((

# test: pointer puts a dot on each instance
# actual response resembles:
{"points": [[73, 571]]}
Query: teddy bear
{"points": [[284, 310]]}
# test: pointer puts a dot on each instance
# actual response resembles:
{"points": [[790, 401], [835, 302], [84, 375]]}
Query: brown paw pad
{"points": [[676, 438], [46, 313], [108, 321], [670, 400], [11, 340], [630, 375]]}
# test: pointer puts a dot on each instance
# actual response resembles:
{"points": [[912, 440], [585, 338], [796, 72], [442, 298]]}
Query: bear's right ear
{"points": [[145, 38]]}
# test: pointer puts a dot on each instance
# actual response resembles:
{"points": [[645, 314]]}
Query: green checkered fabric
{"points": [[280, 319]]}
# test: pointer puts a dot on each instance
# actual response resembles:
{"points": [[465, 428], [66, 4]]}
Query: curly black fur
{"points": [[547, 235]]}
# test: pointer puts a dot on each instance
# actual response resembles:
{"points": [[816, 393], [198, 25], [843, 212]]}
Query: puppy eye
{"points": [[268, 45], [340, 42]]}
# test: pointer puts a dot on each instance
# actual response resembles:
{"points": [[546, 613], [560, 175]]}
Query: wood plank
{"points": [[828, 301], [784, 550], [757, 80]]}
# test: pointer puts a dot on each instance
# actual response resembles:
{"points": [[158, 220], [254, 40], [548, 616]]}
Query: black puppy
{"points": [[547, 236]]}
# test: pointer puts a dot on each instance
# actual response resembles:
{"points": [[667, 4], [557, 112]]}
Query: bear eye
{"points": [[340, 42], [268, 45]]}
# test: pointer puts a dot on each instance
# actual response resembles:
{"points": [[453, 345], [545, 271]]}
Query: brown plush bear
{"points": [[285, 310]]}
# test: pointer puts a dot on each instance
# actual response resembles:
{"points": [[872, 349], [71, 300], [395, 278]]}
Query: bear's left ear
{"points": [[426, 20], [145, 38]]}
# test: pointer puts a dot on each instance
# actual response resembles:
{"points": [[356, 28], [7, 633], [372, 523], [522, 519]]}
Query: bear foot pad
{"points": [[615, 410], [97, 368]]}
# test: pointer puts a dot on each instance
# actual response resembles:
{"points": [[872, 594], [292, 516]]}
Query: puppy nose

))

> [Work to complete] Copy all of the material word for word.

> [Task response]
# test: pointer puts a dot on each instance
# actual response resembles:
{"points": [[73, 571]]}
Query: teddy bear
{"points": [[284, 310]]}
# test: pointer puts a dot on each instance
# actual response resembles:
{"points": [[790, 401], [835, 302], [84, 375]]}
Query: brown paw pad
{"points": [[676, 438], [46, 313], [108, 321], [670, 400], [11, 340], [630, 375]]}
# test: pointer puts a dot on each instance
# actual response resembles:
{"points": [[912, 440], [585, 338], [796, 72], [442, 298]]}
Query: bear's right ear
{"points": [[145, 38]]}
# test: pointer puts a dot on each instance
# actual response resembles:
{"points": [[645, 314]]}
Query: green checkered fabric
{"points": [[280, 319]]}
# test: pointer puts a dot on each instance
# actual response resembles:
{"points": [[465, 428], [66, 4]]}
Query: curly black fur
{"points": [[547, 235]]}
# test: pointer puts a dot on each instance
# actual response resembles:
{"points": [[816, 393], [198, 25], [843, 212]]}
Query: puppy eye
{"points": [[268, 45], [340, 42]]}
# test: pointer puts a dot on each instance
# actual response resembles:
{"points": [[546, 613], [560, 175]]}
Query: wood plank
{"points": [[828, 301], [784, 550], [757, 80]]}
# test: pointer puts a dot on each instance
# actual response resembles:
{"points": [[158, 220], [254, 40], [548, 616]]}
Query: black puppy
{"points": [[547, 236]]}
# test: pointer puts a dot on each instance
# actual response resembles:
{"points": [[667, 4], [557, 112]]}
Query: bear eye
{"points": [[340, 42], [268, 45]]}
# test: pointer puts a dot on each instance
# actual response resembles:
{"points": [[453, 345], [545, 271]]}
Query: brown plush bear
{"points": [[285, 310]]}
# test: pointer puts a dot on each instance
# actual response resembles:
{"points": [[872, 349], [71, 300], [395, 278]]}
Query: bear's left ear
{"points": [[426, 20], [145, 38]]}
# test: pointer puts a dot on each instance
# actual response resembles:
{"points": [[356, 28], [7, 633], [372, 523], [522, 519]]}
Query: bear foot pad
{"points": [[615, 410], [97, 368]]}
# test: pointer puts a dot on each instance
# actual response resembles:
{"points": [[872, 594], [292, 516]]}
Query: puppy nose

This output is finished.